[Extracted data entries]

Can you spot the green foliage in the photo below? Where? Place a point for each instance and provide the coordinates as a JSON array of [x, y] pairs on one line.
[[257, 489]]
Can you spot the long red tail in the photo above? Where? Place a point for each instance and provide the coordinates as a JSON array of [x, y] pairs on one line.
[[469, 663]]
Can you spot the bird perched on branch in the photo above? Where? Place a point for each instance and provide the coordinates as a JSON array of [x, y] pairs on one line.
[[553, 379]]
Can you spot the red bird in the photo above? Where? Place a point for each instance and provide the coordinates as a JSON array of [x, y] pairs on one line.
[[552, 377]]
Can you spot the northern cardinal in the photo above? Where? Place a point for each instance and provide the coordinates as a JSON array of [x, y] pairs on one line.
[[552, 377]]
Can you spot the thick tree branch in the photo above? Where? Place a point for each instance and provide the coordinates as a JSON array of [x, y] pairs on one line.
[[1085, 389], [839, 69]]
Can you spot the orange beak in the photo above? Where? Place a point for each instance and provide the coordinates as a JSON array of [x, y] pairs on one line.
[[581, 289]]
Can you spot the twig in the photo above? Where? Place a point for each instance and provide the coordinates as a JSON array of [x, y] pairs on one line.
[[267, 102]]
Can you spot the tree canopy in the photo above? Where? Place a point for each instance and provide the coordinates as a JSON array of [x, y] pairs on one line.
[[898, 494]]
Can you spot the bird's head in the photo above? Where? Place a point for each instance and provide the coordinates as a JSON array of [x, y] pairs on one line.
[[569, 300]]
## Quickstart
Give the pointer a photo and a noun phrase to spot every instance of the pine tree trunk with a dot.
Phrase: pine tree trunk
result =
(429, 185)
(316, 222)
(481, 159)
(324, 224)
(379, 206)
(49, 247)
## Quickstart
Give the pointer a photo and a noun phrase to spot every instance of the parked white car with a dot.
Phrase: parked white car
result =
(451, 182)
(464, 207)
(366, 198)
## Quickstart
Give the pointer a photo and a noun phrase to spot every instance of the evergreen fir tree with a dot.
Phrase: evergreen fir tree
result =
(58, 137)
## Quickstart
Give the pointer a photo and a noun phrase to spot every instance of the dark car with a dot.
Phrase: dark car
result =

How to complete this task: Of the records above, copy each line that includes "noun".

Output for this task:
Give the pointer a photo and a noun phrase to spot every instance of the pine tree trunk with a dot.
Give the pointer a photo and a noun phrase to spot every instance of the parked white car with a dot.
Give the pointer a photo and a noun phrase to spot every instance of the evergreen fir tree with a dot.
Give the pointer a photo and a noun phrase to spot every instance of the dark car with a dot.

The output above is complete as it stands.